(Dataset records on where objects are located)
================================

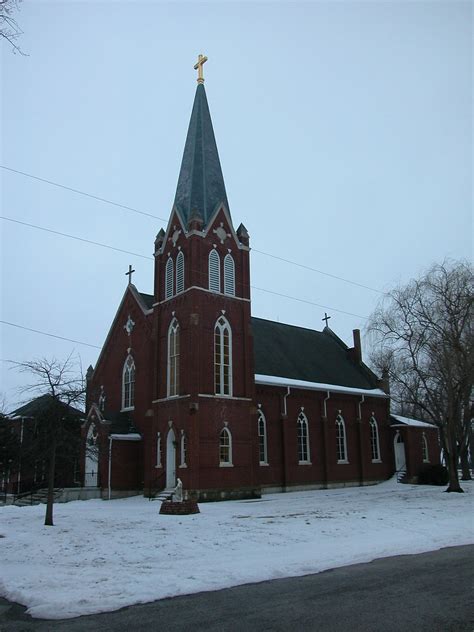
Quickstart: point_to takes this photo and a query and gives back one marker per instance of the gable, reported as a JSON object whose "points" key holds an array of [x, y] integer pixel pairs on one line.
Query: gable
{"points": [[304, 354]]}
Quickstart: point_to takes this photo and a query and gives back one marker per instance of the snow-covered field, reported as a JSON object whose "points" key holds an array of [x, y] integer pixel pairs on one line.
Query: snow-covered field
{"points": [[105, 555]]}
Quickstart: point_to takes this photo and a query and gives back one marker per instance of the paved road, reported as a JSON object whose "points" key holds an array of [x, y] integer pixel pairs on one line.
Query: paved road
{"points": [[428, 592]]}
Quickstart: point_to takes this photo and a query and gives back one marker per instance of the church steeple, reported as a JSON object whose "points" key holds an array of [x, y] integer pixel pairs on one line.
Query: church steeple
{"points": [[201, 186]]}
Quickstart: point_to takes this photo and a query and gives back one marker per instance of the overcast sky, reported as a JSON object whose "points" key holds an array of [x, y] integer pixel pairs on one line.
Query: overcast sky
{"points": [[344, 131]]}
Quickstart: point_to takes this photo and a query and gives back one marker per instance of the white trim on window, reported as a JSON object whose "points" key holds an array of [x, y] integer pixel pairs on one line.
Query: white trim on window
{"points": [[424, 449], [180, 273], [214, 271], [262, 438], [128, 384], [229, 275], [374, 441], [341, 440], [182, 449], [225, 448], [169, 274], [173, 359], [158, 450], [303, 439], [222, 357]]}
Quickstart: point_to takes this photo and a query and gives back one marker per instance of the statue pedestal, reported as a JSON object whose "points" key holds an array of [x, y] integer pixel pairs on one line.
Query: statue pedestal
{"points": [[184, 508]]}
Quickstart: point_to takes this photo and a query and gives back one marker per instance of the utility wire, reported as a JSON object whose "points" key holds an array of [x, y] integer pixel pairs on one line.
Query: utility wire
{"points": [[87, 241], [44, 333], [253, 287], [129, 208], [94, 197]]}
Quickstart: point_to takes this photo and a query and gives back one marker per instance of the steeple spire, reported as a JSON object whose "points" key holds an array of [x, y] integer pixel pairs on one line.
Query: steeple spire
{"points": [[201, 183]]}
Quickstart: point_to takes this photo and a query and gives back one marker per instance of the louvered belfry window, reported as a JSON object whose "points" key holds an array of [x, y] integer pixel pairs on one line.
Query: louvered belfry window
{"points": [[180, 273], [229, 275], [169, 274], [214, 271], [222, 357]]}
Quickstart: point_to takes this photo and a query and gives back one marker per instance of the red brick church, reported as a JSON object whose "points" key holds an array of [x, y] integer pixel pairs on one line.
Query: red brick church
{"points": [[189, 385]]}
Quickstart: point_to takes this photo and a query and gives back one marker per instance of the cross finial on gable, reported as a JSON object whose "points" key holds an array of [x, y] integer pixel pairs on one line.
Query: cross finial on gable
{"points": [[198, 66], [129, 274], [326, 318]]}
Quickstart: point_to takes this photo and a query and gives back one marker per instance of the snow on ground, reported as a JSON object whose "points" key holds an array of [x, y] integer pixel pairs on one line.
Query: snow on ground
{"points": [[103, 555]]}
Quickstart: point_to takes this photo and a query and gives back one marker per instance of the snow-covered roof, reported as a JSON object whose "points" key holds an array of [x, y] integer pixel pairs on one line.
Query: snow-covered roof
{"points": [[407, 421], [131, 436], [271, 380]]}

================================

## Set task
Recast the records above as a two-column CSV with the headers input and output. Give one row per answer, putting the text before that answer in input and the answer in output, each in a single quoted field with line breaks replaced by spaces, and leave the pictures out.

## Reply to the task
input,output
"Quickstart: point_to takes this photo and a query and gives back one marker per instance of the gable, reported as a JSON object whose ""points"" key holds an array of [x, y] integer pixel pairs on one line. Query: gable","{""points"": [[304, 354]]}"
"Quickstart: point_to takes this photo and a query and gives back one marker per instance of the snow-covered field, reported as a JSON object whose ""points"" key holds an array of [x, y] integer pixel pairs on one line. Query: snow-covered field","{""points"": [[105, 555]]}"
"Quickstart: point_to takes this photo and a query and gives back one marker per instance of the paved road, reported as a JSON object whose ""points"" key holds an array of [x, y] integer pixel pairs on one line. Query: paved road","{""points"": [[428, 592]]}"
"Quickstart: point_to takes this photo and a query and gives back one marker per instance of the church steeple, reported as a JSON object whose ""points"" key holds an array of [x, y] integer pixel pairs on one line. Query: church steeple","{""points"": [[201, 186]]}"
"Quickstart: point_to takes this photo and a query and gives back one marker per instance of the overcast sky, reported as a JSON object whose ""points"" key holds an array of [x, y] integer pixel pairs on one line. Query: overcast sky","{""points"": [[344, 131]]}"
"Quickstart: point_to takes this photo and a query and gives back one marker per instance of the white trim on window, reported as a JSON object whose ""points"" key holds an array of [x, y] integer pixel pairs on one line. Query: white trim on window","{""points"": [[424, 449], [180, 273], [214, 271], [262, 438], [128, 384], [229, 275], [374, 441], [341, 440], [182, 449], [225, 448], [169, 274], [173, 359], [158, 450], [303, 439], [222, 357]]}"
"Quickstart: point_to takes this photo and a query and gives back one marker per instance of the statue pedestal, reported as a JSON object whose ""points"" key holds an array of [x, y] integer pixel pairs on one line. Query: statue pedestal","{""points"": [[184, 508]]}"
"Quickstart: point_to takes this photo and a query and gives back one marker per instance of the utility wire, reported as a JSON object whose ""points"" key holds an array of [x, y] integer pixel pairs on one line. Query: utility wire","{""points"": [[87, 241], [44, 333], [253, 287], [129, 208], [94, 197]]}"
"Quickstart: point_to takes this photo and a query and gives back one marker per instance of the steeple spire, reported as a JSON object whose ""points"" key holds an array of [x, y] integer pixel pairs on one line. Query: steeple spire","{""points"": [[201, 183]]}"
"Quickstart: point_to takes this photo and a query and gives back one marker per instance of the louvered belfry window, reported as a JSON object whose ""points"" key holds an array of [x, y] integer pixel pairs on one line. Query: louvered belfry window","{""points"": [[180, 273], [229, 275], [169, 274], [214, 271], [222, 357]]}"
"Quickstart: point_to takes this photo and a query and gives back one marker per instance of the red brick church, reported as a JSON object whose ""points"" key holds an array of [x, y] integer pixel pairs on one line. Query: red brick church","{""points"": [[189, 385]]}"
"Quickstart: point_to takes this photo and a query and gives back one marker per instance of the cross finial on gable, reported as a JSON object whose ""points"" key holds an array of [x, y] integer pixel pairs on one line. Query: cross finial on gable","{""points"": [[198, 66], [129, 274], [326, 318]]}"
"Quickstart: point_to takes this photo and a query and gives back one marker per instance of the snow on ground, reported as a JSON object whose ""points"" key holds an array of [x, y] integer pixel pairs on one line. Query: snow on ground","{""points"": [[103, 555]]}"
"Quickstart: point_to takes this photo and a query and gives back one marker per instance of the snow-covered roof, reported as a JSON object whose ""points"" key holds an array of [x, y] integer pixel pairs on one line. Query: snow-covered roof","{""points"": [[407, 421], [131, 436], [271, 380]]}"